Copy out every line in the items below that contains the word "house". Matches must have the same uppercase and lowercase letters.
※ ※ ※
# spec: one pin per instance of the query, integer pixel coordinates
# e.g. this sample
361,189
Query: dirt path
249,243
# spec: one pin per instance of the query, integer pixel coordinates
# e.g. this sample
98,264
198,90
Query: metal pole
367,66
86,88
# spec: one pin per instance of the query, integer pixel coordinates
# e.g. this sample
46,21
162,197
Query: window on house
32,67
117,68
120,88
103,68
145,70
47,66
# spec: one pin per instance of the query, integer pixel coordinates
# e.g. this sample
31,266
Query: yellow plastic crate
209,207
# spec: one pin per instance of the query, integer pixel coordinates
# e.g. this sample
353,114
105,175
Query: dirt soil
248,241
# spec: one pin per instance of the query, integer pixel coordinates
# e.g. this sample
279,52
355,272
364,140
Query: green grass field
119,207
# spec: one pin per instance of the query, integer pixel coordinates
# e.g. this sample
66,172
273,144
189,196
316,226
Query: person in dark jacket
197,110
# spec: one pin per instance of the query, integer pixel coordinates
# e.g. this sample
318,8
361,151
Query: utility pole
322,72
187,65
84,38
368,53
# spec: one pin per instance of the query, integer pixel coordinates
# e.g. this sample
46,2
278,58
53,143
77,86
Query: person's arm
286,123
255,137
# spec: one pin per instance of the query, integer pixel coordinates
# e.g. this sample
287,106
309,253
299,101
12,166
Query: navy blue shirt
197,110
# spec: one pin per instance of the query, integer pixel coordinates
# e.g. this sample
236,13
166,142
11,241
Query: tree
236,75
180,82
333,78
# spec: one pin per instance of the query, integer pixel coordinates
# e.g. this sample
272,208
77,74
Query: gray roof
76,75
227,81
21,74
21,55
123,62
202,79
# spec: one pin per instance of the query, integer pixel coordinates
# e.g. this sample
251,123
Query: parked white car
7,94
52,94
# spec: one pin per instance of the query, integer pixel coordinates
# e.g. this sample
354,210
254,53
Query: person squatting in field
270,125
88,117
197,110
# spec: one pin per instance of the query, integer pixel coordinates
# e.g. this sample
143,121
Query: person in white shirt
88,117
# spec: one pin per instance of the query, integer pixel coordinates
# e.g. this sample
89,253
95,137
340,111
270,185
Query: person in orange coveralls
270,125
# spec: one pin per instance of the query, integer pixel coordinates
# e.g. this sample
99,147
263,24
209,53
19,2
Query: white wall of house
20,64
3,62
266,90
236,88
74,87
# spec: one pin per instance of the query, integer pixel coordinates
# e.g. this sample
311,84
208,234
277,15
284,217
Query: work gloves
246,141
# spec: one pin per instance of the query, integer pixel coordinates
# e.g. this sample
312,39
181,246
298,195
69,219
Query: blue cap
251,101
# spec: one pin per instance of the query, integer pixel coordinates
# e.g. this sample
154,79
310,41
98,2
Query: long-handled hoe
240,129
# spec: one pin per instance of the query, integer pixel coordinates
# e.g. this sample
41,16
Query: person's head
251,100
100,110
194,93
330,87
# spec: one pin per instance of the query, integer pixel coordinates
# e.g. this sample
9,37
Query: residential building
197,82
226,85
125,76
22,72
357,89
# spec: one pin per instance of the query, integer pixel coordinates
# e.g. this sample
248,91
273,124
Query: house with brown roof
※ ※ ※
* [FINISHED ANSWER]:
Query: window on house
Query: white wall of house
Query: house with brown roof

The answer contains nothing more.